Brief:
Switch every "instance" in the rows below to "object" and copy the rows out again with nothing else changed. Leave out the pictures.

============================================================

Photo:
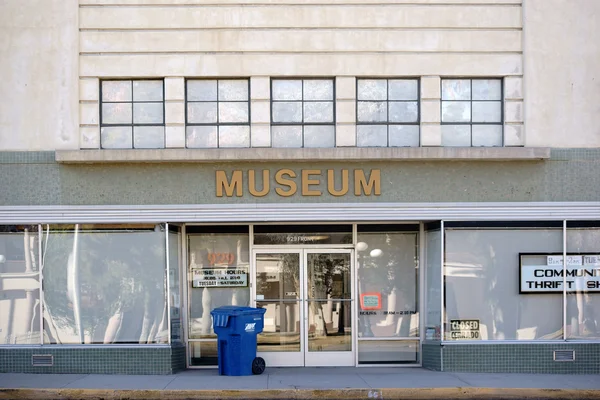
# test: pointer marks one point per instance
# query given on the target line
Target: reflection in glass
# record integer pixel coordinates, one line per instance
(282, 326)
(116, 137)
(481, 272)
(487, 111)
(403, 89)
(286, 136)
(201, 136)
(583, 303)
(319, 136)
(231, 112)
(201, 90)
(487, 135)
(284, 89)
(324, 234)
(203, 353)
(233, 90)
(174, 284)
(388, 352)
(287, 112)
(147, 90)
(149, 137)
(329, 325)
(403, 111)
(329, 321)
(371, 136)
(104, 284)
(210, 251)
(318, 111)
(433, 319)
(456, 135)
(318, 89)
(388, 272)
(456, 89)
(371, 111)
(487, 89)
(116, 91)
(278, 276)
(202, 113)
(234, 136)
(372, 89)
(19, 285)
(328, 276)
(456, 111)
(147, 113)
(404, 135)
(116, 113)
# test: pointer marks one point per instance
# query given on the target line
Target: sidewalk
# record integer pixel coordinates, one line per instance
(303, 383)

============================================================

Solution to this task:
Photo:
# test: pointer marks one point per object
# query given on the target line
Target: reflection in glass
# record integer pixel coordinates, one line per object
(282, 326)
(116, 137)
(481, 272)
(487, 111)
(403, 89)
(286, 136)
(201, 136)
(583, 303)
(319, 136)
(231, 112)
(201, 90)
(487, 135)
(284, 89)
(324, 234)
(203, 353)
(233, 90)
(174, 284)
(388, 352)
(287, 112)
(147, 90)
(149, 137)
(329, 325)
(403, 111)
(329, 321)
(371, 136)
(104, 284)
(210, 251)
(318, 111)
(433, 319)
(456, 135)
(318, 89)
(388, 272)
(456, 89)
(371, 111)
(487, 89)
(116, 91)
(278, 276)
(202, 113)
(234, 136)
(372, 89)
(19, 285)
(328, 276)
(456, 111)
(147, 113)
(404, 135)
(116, 113)
# test: pointer marks one point per object
# query given on the target line
Target: sidewalk
# record integer pixel coordinates, one line per object
(303, 383)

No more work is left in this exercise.